■ Problem statement ■
Render every line of the records below as a numbered list, leaving out blank lines.

Dataset records
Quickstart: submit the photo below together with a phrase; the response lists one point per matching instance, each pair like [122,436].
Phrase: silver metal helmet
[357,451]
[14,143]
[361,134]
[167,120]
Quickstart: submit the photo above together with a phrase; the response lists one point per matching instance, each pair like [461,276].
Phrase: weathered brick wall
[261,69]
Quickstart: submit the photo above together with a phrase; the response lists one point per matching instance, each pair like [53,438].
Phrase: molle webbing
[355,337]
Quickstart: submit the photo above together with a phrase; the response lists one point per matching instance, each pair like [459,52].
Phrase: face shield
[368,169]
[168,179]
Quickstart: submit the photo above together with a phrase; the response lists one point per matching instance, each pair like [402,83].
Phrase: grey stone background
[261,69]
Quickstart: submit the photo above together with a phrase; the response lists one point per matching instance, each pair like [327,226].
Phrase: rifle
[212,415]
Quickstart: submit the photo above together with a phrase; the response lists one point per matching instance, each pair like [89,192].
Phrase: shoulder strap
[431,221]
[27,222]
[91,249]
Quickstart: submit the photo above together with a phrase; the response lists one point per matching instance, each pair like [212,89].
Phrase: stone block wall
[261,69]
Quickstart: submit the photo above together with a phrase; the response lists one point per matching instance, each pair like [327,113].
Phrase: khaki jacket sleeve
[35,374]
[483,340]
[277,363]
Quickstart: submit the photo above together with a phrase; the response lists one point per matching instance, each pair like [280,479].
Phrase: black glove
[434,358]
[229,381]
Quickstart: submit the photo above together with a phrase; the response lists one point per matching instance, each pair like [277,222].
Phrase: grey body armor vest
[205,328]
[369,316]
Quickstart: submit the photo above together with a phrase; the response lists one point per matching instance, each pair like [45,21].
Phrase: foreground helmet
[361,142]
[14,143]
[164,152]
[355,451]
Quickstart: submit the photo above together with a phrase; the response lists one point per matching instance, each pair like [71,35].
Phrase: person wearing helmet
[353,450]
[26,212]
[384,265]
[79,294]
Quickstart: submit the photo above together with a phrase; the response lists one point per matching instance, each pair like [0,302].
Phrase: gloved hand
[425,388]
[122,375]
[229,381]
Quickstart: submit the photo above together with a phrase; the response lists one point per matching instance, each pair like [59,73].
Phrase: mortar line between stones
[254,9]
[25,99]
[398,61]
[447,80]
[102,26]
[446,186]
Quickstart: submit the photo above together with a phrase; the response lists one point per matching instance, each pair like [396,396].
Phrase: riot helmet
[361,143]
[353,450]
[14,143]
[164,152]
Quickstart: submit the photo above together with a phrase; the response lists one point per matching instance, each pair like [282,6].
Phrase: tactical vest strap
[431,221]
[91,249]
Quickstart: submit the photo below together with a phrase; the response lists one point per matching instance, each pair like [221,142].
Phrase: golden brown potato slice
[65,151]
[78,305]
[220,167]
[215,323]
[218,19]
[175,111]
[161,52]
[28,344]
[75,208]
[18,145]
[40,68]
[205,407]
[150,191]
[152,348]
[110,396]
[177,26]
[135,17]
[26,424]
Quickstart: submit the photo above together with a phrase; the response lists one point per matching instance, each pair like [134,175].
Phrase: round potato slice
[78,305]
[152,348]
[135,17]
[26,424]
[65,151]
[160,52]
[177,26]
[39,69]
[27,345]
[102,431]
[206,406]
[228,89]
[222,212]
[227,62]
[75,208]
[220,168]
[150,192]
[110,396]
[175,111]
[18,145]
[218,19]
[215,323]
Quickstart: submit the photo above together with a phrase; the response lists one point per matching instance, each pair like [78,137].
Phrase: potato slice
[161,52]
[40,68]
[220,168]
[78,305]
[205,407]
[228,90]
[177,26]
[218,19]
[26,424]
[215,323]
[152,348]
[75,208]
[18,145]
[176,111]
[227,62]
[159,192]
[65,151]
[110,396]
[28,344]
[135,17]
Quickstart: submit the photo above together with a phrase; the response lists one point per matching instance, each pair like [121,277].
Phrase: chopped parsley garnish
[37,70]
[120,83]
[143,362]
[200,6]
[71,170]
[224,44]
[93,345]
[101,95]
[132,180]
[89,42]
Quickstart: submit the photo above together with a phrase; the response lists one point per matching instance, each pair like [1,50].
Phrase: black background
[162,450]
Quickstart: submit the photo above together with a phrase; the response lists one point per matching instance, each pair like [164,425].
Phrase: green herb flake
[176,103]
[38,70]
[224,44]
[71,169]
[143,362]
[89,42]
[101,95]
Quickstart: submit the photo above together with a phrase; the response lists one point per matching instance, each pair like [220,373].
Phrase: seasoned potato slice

■ Correct response ■
1. Quickstart: submit the photo below together with a phrase; the response lists one point per matching instance, each pair like [122,436].
2. Phrase: silver metal helmet
3. [357,451]
4. [14,143]
5. [361,134]
6. [167,120]
7. Quickstart: submit the photo above together with a phrase; the response lists one point per matching instance, each pair like [461,276].
8. Phrase: weathered brick wall
9. [261,69]
10. Quickstart: submit the photo above together with a phrase; the response lists one point per matching instance, each pair like [53,438].
11. Phrase: molle webbing
12. [355,337]
13. Quickstart: submit the photo above together with a phrase; the response lists one point per matching instance, each pair like [459,52].
14. Phrase: face shield
15. [368,169]
16. [168,179]
17. Quickstart: submit the photo above together with a phrase; the response lists one point per matching instance, each pair like [402,83].
18. Phrase: grey stone background
19. [261,69]
20. Quickstart: submit the photo above together with a phrase; the response lists one point per matching instance, each pair like [327,226].
21. Phrase: rifle
22. [212,415]
23. Quickstart: submit the photo above together with a phrase; the response lists one point per matching instance, each pair like [89,192].
24. Phrase: shoulder strap
25. [431,221]
26. [27,222]
27. [91,249]
28. Quickstart: submit the photo above together with a phrase; the response lists one point per matching instance, each pair like [212,89].
29. Phrase: stone block wall
30. [261,69]
31. Quickstart: submit the photo above together with a phrase; the response lists one point per matching instance, each pair like [327,113].
32. Phrase: khaki jacket sleeve
33. [35,374]
34. [483,340]
35. [277,363]
36. Quickstart: submit the photo above together with a phrase; the response lists one point per matching instance, each pair like [280,479].
37. Phrase: black glove
38. [434,358]
39. [229,381]
40. Quickstart: submit the photo above together with a phrase; the response lists one point per matching instance, each pair like [277,222].
41. Phrase: grey body armor vest
42. [205,328]
43. [369,316]
44. Quickstart: submit the photo above together with a phrase; the response lists one point per matching instance, each pair like [45,21].
45. Phrase: foreground helmet
46. [361,142]
47. [14,143]
48. [164,152]
49. [355,451]
50. Quickstart: submit the photo above together with a phrase; the response lists one point per matching instance, each pair like [71,35].
51. Phrase: person wearing helmet
52. [353,450]
53. [26,212]
54. [384,265]
55. [79,294]
56. Quickstart: submit the photo above together with a phrase; the response lists one point per matching instance, each pair like [0,302].
57. Phrase: gloved hand
58. [425,388]
59. [122,375]
60. [229,381]
61. Quickstart: submit the photo above together with a phrase; the response lists one point per matching instance, each pair like [59,73].
62. Phrase: mortar line between stones
63. [254,9]
64. [25,99]
65. [398,61]
66. [447,80]
67. [102,26]
68. [446,186]
69. Quickstart: submit the photo above together with a phrase; the response lists one point per matching instance, each pair like [396,396].
70. Phrase: riot helmet
71. [361,143]
72. [353,450]
73. [14,143]
74. [164,152]
75. Quickstart: submit the photo above together with a phrase; the response lists one point per matching instance, each pair like [282,6].
76. Phrase: tactical vest strap
77. [431,221]
78. [91,249]
79. Quickstart: submit the photo below together with a phrase; the response lists one point per matching instance, each pair like [221,142].
80. Phrase: golden brown potato slice
81. [65,151]
82. [78,305]
83. [220,167]
84. [215,323]
85. [218,19]
86. [175,111]
87. [161,52]
88. [28,344]
89. [75,208]
90. [18,145]
91. [40,68]
92. [205,407]
93. [150,191]
94. [152,348]
95. [110,396]
96. [177,26]
97. [135,17]
98. [26,424]
99. Quickstart: submit the photo above together with a phrase; the response lists one point per matching instance, each pair like [134,175].
100. Phrase: round potato slice
101. [78,305]
102. [152,348]
103. [135,17]
104. [26,424]
105. [65,151]
106. [160,52]
107. [177,26]
108. [39,69]
109. [27,345]
110. [102,431]
111. [206,406]
112. [228,89]
113. [222,212]
114. [227,62]
115. [75,208]
116. [220,168]
117. [150,192]
118. [110,396]
119. [175,111]
120. [18,145]
121. [218,19]
122. [215,323]
123. Quickstart: submit the photo above together with a phrase; the response lists one point per matching instance, each pair like [78,137].
124. Phrase: potato slice
125. [161,52]
126. [40,68]
127. [220,168]
128. [78,305]
129. [205,407]
130. [228,90]
131. [177,26]
132. [218,19]
133. [26,424]
134. [215,323]
135. [152,348]
136. [75,208]
137. [18,145]
138. [176,111]
139. [227,62]
140. [159,192]
141. [65,151]
142. [110,396]
143. [28,344]
144. [135,17]
145. Quickstart: submit the photo above together with a phrase; the response lists one point per matching instance, each pair like [121,277].
146. Phrase: chopped parsley garnish
147. [37,70]
148. [120,83]
149. [143,362]
150. [200,6]
151. [71,170]
152. [224,44]
153. [93,345]
154. [101,95]
155. [132,180]
156. [89,42]
157. Quickstart: submit the photo above together with a phrase; the response lists one point per matching instance, each pair like [1,50].
158. Phrase: black background
159. [162,450]
160. Quickstart: submit the photo above together with a phrase; the response lists one point per matching instance, each pair like [164,425].
161. Phrase: green herb flake
162. [176,103]
163. [38,70]
164. [224,44]
165. [71,169]
166. [143,362]
167. [89,42]
168. [101,95]
169. Quickstart: submit the photo above together with a phrase; the response lists one point per matching instance, each pair like [220,373].
170. Phrase: seasoned potato slice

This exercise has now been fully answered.